■ Work order:
Output the whole listing below. Keep it exact.

++++ Material for this exercise

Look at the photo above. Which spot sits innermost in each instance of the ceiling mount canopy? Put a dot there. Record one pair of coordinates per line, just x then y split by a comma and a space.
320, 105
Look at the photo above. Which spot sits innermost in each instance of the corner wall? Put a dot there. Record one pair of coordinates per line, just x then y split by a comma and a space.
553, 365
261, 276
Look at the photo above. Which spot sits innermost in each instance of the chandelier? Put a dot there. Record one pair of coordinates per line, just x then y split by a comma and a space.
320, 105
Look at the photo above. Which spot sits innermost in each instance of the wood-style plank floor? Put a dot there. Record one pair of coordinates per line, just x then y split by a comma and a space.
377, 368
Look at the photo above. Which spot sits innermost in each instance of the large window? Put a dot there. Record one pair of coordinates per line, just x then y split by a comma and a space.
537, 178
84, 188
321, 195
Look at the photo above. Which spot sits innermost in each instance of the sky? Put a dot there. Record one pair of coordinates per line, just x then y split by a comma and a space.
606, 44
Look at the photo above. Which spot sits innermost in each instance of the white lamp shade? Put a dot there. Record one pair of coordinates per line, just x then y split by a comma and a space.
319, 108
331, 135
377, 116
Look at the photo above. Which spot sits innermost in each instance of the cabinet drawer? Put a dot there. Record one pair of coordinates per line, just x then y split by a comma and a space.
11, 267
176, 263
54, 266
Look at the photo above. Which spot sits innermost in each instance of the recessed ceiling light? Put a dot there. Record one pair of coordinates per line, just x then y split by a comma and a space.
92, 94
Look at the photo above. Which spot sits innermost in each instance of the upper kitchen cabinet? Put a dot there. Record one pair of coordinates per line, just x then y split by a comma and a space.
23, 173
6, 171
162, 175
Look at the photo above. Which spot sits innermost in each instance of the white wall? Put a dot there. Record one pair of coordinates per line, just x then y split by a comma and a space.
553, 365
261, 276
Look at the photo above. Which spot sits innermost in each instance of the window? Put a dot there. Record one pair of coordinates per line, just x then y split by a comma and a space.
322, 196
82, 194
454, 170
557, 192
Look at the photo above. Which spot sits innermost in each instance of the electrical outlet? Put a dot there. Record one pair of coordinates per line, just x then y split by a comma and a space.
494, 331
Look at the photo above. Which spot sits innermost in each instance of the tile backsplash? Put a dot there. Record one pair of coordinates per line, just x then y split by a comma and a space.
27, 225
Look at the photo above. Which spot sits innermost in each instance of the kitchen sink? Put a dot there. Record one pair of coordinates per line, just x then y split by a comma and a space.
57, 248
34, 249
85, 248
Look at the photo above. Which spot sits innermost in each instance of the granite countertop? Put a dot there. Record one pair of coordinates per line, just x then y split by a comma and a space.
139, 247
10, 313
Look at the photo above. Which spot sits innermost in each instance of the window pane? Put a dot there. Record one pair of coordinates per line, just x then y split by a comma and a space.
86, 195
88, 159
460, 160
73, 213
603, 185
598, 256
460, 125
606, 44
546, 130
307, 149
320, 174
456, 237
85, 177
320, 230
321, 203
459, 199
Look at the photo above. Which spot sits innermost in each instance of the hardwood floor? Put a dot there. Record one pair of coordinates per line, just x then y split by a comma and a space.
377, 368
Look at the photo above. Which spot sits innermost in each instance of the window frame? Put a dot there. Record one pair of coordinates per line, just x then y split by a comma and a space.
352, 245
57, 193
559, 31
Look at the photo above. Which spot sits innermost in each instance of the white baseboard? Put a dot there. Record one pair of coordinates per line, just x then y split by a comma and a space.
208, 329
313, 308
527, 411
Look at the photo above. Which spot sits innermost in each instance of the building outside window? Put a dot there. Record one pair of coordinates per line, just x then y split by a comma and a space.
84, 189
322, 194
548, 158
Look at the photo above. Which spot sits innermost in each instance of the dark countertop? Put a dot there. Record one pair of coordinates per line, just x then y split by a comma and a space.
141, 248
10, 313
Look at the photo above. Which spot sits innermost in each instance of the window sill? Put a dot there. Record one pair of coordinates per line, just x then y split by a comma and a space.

++++++++

■ Solution to the exercise:
Look at the photo above. Which spot sits innermost in each instance of the ceiling mount canopy? Put a dot there. Record one pair of coordinates per line, just x then y split by a comma and a space.
320, 105
Look at the photo above. Which spot sits innermost in each instance of the corner wall? Put a dot there. Record one pair of coordinates per line, just x then y split by a comma and a space.
553, 365
261, 276
Look at the photo above. Which spot sits innermost in each instance of the chandelier? Put a dot there. Record one pair of coordinates per line, just x then y split by a comma and a space.
320, 105
Look at the photo above. Which spot sits innermost in each instance of the wood-style plank floor? Put a dot there. Record one pair of coordinates per line, just x then y split by a comma and a space.
377, 368
Look at the photo above. Which spot sits innermost in each instance of the large window? Put a dot there. Record one pair of coordinates per line, just x then y split by a comma and a space.
537, 178
84, 188
321, 195
Look at the photo above. Which spot sits innermost in each instance of the sky? Put a dot there. Record one pair of coordinates per line, just x then y split by a comma and a space.
606, 44
Look at the photo above. Which spot sits innermost in each instance of the white lamp shade? Put a dot there. Record one pair of coordinates per line, just x then y split by a comma and a space.
319, 108
331, 135
377, 116
Look at the photo above. Which spot sits innermost in each instance of the cabinet drawer? Put a dot there. Record one pair of coordinates per line, just x then y split by a comma and a space.
11, 267
176, 263
54, 266
Look at the photo above. Which spot sits innermost in each instance of the recessed ceiling light? Put a dot there. Record one pair of coordinates per line, just x then y split by a comma and a space.
92, 94
Look at the photo above. Which spot sits innermost in each instance of the upper kitchen cabinet? Put a dot there. Record one pair of coordinates per line, just x then y split by a comma and a space.
23, 173
6, 171
162, 175
Look at the photo above. Which spot sits innermost in each instance of the white wall? Put a dot there. Record one pair of coordinates per line, just x then y split by a comma and a space.
553, 365
261, 276
Look at the photo above. Which spot sits innermost in each instance of the window? Put a dot there. Record one pair of coordinates per line, just x then y split by a comma and a space.
322, 196
82, 194
454, 170
557, 192
Look at the photo above. Which spot sits innermost in each instance of the electrical outlet? Put a dot there. Record one pair of coordinates per line, just x then y split by a comma and a space.
494, 331
Look at the photo above. Which spot sits innermost in each instance of the tile backsplash? Put a dot there. Record one pair of coordinates per line, just x then y split by a comma and a space.
27, 225
Look at the photo above. Which spot sits innermost in each instance of the kitchen sink? Put a dot there. Record one pair of coordinates per line, just x then y split by a comma and a space.
57, 248
34, 249
85, 248
Look at the photo above. Which spot sits innermost in each instance of the granite countertop? Put a dot there. Record one pair of coordinates per line, just x then y split by a comma and a space.
139, 247
10, 313
Look at the photo above. Which spot sits innermost in each instance of the window pane? Put a dot there. Record one pair of coordinates per line, just x then y split by a comma and a space.
86, 195
88, 159
460, 160
73, 213
603, 185
598, 256
460, 125
606, 44
546, 130
307, 149
320, 174
456, 237
85, 177
320, 230
321, 203
459, 199
Look at the photo above. Which spot sits innermost in each instance of the hardwood floor? Put a dot there. Record one pair of coordinates per line, just x then y split by a comma and a space.
377, 368
Look at the photo above. Which spot sits innermost in each instance of the window frame? Put a dot there. Record one pair of coordinates per line, just x then y split by a comma and a space.
352, 245
57, 193
559, 31
Look at the photo above. Which spot sits innermost in each instance of the white baseboard? Put a dot there. Record one pair of coordinates per line, just x then y split by a comma and a space.
208, 329
313, 308
527, 411
Look at the photo above. Which spot sits innermost in each instance of the building outside window? Put a dot there. Record one pair of coordinates per line, just x then y split by a comma and a space.
84, 189
322, 194
548, 158
Look at the photo above. Which spot sits innermost in each instance of the dark countertop? Put a dot there. Record one pair of coordinates per line, just x then y split by a comma and a space.
141, 248
10, 313
Look at the photo above. Which spot sits innermost in each instance of the window sill? Put a dot there. Record one pair of coordinates per line, just x then y split by a comma and a space.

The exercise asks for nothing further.